[Collected data entries]
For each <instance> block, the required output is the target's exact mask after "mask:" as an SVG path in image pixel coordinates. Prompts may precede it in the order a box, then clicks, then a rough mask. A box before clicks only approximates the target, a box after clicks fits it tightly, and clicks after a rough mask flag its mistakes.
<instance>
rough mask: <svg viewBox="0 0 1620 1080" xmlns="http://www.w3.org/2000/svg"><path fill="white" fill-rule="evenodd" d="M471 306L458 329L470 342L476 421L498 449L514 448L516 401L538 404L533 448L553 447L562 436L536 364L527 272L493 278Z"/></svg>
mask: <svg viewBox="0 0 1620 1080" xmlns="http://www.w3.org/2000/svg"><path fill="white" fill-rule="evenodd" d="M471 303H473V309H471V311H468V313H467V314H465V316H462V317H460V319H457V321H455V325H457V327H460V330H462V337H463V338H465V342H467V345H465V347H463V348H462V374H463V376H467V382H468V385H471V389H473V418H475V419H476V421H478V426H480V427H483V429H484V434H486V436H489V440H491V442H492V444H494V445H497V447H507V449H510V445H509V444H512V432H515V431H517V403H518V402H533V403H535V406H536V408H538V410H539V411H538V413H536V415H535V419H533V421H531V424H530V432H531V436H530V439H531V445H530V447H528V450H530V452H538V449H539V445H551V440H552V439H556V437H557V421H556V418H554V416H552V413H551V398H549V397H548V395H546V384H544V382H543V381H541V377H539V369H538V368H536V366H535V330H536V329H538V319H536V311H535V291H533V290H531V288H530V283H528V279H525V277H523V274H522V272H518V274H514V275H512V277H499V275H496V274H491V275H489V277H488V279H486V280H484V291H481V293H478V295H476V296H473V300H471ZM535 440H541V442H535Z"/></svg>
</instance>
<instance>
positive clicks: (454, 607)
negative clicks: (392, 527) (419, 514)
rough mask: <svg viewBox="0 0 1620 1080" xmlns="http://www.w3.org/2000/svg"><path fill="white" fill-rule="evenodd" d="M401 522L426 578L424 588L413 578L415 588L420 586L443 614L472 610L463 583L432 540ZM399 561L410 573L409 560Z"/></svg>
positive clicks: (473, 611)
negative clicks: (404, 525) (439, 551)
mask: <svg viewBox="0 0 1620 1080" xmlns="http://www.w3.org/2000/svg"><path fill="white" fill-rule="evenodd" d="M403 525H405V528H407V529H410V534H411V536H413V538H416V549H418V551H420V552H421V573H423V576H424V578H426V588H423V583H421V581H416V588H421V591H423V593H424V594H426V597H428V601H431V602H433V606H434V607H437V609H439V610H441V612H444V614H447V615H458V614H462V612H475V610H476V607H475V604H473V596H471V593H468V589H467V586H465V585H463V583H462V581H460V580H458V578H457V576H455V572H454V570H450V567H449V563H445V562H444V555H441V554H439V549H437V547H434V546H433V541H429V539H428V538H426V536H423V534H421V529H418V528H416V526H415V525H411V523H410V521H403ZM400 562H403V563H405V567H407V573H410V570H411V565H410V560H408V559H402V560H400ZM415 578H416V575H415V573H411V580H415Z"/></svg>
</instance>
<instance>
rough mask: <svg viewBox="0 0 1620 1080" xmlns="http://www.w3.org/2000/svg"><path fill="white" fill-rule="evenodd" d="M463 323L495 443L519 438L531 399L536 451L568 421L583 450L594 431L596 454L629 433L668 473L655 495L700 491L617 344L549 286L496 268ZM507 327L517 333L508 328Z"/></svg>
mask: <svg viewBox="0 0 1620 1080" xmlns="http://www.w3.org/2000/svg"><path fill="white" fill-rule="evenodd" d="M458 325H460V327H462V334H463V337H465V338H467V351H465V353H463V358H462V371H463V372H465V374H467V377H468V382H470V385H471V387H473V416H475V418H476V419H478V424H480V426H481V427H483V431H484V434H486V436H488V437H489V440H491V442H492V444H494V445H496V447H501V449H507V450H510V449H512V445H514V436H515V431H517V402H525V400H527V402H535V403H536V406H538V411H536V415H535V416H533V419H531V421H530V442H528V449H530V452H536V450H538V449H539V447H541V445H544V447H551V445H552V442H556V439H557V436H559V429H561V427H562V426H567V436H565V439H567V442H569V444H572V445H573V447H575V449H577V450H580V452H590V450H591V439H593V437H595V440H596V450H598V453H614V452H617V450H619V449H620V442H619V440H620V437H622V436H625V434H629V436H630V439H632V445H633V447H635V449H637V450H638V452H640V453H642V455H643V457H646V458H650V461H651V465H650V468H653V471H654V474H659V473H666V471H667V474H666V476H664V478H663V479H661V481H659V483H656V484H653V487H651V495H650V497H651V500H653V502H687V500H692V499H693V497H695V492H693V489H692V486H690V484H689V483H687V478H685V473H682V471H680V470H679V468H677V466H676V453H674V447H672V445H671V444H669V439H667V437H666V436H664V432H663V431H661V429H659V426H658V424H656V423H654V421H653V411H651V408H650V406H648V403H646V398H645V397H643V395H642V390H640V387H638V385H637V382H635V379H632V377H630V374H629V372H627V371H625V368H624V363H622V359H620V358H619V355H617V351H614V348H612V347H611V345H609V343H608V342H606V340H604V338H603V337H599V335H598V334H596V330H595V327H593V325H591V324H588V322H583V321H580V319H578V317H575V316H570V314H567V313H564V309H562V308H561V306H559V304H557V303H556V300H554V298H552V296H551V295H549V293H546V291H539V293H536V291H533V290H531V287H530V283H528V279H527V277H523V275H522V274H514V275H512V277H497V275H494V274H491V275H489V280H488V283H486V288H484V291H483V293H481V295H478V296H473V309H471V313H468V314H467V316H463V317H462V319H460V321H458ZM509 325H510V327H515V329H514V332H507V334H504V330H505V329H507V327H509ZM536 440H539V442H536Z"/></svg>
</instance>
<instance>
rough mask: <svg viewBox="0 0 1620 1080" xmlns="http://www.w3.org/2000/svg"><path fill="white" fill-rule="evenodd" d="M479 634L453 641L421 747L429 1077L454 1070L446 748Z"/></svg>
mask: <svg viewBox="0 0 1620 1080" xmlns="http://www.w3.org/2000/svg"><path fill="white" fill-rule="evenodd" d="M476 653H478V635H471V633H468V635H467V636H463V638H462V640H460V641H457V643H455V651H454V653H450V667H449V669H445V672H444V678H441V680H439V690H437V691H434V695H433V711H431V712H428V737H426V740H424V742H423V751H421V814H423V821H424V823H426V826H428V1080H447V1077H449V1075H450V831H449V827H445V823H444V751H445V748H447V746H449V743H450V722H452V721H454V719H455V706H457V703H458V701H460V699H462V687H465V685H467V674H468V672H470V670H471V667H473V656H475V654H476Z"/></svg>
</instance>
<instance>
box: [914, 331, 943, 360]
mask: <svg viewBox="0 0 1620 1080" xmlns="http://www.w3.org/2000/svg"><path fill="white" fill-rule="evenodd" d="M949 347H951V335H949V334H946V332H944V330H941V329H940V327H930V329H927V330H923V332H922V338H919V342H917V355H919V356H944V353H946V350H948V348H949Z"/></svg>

--- Required action ---
The data above needs to be retyped in full, exactly as given.

--- Answer to the problem ---
For each <instance> block, the required output is the target's exact mask after "mask:" as an SVG path in image pixel coordinates. Prompts may precede it in the order a box, then clicks, then a rough mask. A box before clicks only approximates the target, a box after clicks fits it tightly, and clicks after a rough mask flag its mistakes.
<instance>
rough mask: <svg viewBox="0 0 1620 1080" xmlns="http://www.w3.org/2000/svg"><path fill="white" fill-rule="evenodd" d="M471 306L458 329L470 342L476 421L498 449L514 448L516 401L538 404L533 448L553 447L562 436L536 364L527 272L493 278Z"/></svg>
mask: <svg viewBox="0 0 1620 1080" xmlns="http://www.w3.org/2000/svg"><path fill="white" fill-rule="evenodd" d="M471 303H473V309H471V311H468V313H467V314H465V316H462V317H460V319H457V321H455V325H457V327H460V330H462V337H463V338H465V342H467V345H465V347H463V348H462V374H463V376H467V382H468V385H471V389H473V418H475V419H476V421H478V426H480V427H483V429H484V434H486V436H489V440H491V442H492V444H494V445H497V447H507V449H510V445H509V444H512V432H515V431H517V403H518V402H533V403H535V406H536V408H538V410H539V411H538V413H536V415H535V419H533V421H531V424H530V432H531V436H530V439H531V445H530V447H528V450H530V452H538V449H539V445H551V440H552V439H556V437H557V421H556V418H554V416H552V413H551V398H549V397H548V395H546V384H544V382H543V381H541V377H539V369H538V368H536V366H535V330H536V329H538V319H536V311H535V291H533V290H531V288H530V283H528V279H525V277H523V274H522V272H518V274H514V275H512V277H499V275H496V274H491V275H489V277H488V279H486V280H484V291H481V293H478V295H476V296H473V300H471ZM535 440H541V442H535Z"/></svg>
</instance>
<instance>
positive clicks: (454, 607)
negative clicks: (392, 527) (419, 514)
rough mask: <svg viewBox="0 0 1620 1080" xmlns="http://www.w3.org/2000/svg"><path fill="white" fill-rule="evenodd" d="M401 522L426 578L424 588L413 578L415 588L420 586L443 614L472 610L463 583L432 540ZM399 561L410 573L409 560Z"/></svg>
positive clicks: (473, 611)
negative clicks: (404, 525) (439, 551)
mask: <svg viewBox="0 0 1620 1080" xmlns="http://www.w3.org/2000/svg"><path fill="white" fill-rule="evenodd" d="M403 525H405V528H407V529H410V534H411V536H413V538H416V549H418V551H420V552H421V573H423V576H424V578H426V588H423V583H421V581H416V588H421V591H423V593H424V594H426V597H428V601H431V602H433V606H434V607H437V609H439V610H441V612H444V614H447V615H458V614H462V612H475V610H476V607H475V604H473V596H471V593H468V589H467V586H465V585H463V583H462V581H460V580H458V578H457V576H455V572H454V570H450V567H449V563H445V562H444V555H441V554H439V549H437V547H434V546H433V541H429V539H428V538H426V536H423V534H421V529H418V528H416V526H415V525H411V523H410V521H403ZM400 562H403V563H405V567H407V573H410V570H411V565H410V560H408V559H402V560H400ZM415 578H416V575H415V573H411V580H415Z"/></svg>
</instance>
<instance>
rough mask: <svg viewBox="0 0 1620 1080" xmlns="http://www.w3.org/2000/svg"><path fill="white" fill-rule="evenodd" d="M463 323L495 443L519 438L531 399L536 451L568 421L583 450L594 431L596 454L629 433L668 473L655 495L700 491L617 344L549 286L496 268ZM507 327L517 333L508 328Z"/></svg>
mask: <svg viewBox="0 0 1620 1080" xmlns="http://www.w3.org/2000/svg"><path fill="white" fill-rule="evenodd" d="M458 325H460V327H462V334H463V337H465V338H467V351H465V353H463V358H462V371H463V372H465V374H467V377H468V382H470V385H471V387H473V416H475V418H476V419H478V424H480V426H481V427H483V431H484V434H486V436H488V437H489V440H491V442H492V444H494V445H496V447H501V449H507V450H510V449H512V445H514V436H515V431H517V402H525V400H527V402H535V403H536V406H538V411H536V415H535V416H533V419H531V421H530V442H528V449H530V452H536V450H538V449H539V447H541V445H544V447H551V445H552V442H556V439H557V436H559V429H561V427H562V426H567V436H565V439H567V442H569V444H572V445H573V447H575V449H577V450H580V452H590V450H591V439H593V437H595V440H596V450H598V453H614V452H617V450H619V449H620V442H619V440H620V437H622V436H625V434H629V436H630V439H632V445H633V447H635V449H637V450H638V452H640V453H642V455H643V457H646V458H650V461H651V465H650V468H653V471H654V474H659V473H666V471H667V474H666V476H664V478H663V479H661V481H659V483H656V484H653V487H651V495H650V497H651V500H653V502H687V500H692V499H693V497H695V492H693V489H692V486H690V484H689V483H687V478H685V473H682V471H680V470H679V468H677V466H676V453H674V447H672V445H671V444H669V439H667V437H666V436H664V432H663V431H661V429H659V426H658V424H656V423H654V421H653V411H651V408H650V406H648V403H646V398H645V397H643V395H642V390H640V387H638V385H637V382H635V379H632V377H630V374H629V372H627V371H625V368H624V363H622V359H620V358H619V355H617V351H614V348H612V347H611V345H609V343H608V342H606V340H604V338H603V337H599V335H598V334H596V330H595V327H593V325H591V324H588V322H583V321H580V319H578V317H575V316H570V314H567V313H564V309H562V308H561V306H559V304H557V303H556V300H554V298H552V296H551V295H549V293H546V291H539V293H536V291H533V290H531V287H530V283H528V279H527V277H523V275H522V274H514V275H512V277H497V275H494V274H491V275H489V280H488V283H486V288H484V291H483V293H481V295H478V296H473V309H471V313H468V314H467V316H463V317H462V319H460V321H458ZM509 325H510V327H515V329H514V332H507V334H504V330H505V329H507V327H509ZM536 440H539V442H536Z"/></svg>
</instance>
<instance>
rough mask: <svg viewBox="0 0 1620 1080" xmlns="http://www.w3.org/2000/svg"><path fill="white" fill-rule="evenodd" d="M479 634L453 641L421 747L429 1077L454 1070L446 748Z"/></svg>
mask: <svg viewBox="0 0 1620 1080" xmlns="http://www.w3.org/2000/svg"><path fill="white" fill-rule="evenodd" d="M476 653H478V635H471V633H468V635H467V636H463V638H462V640H460V641H457V643H455V651H454V653H450V667H449V669H445V672H444V678H441V680H439V690H437V691H434V695H433V711H431V712H428V737H426V740H424V742H423V751H421V814H423V821H424V823H426V826H428V1080H447V1077H449V1075H450V831H449V827H445V823H444V751H445V748H447V746H449V743H450V722H452V721H454V719H455V706H457V703H458V701H460V699H462V687H465V685H467V674H468V672H470V670H471V667H473V656H475V654H476Z"/></svg>
</instance>
<instance>
box: [914, 331, 943, 360]
mask: <svg viewBox="0 0 1620 1080" xmlns="http://www.w3.org/2000/svg"><path fill="white" fill-rule="evenodd" d="M949 347H951V335H949V334H946V332H944V330H941V329H940V327H930V329H927V330H923V332H922V338H919V342H917V355H919V356H944V353H946V350H948V348H949Z"/></svg>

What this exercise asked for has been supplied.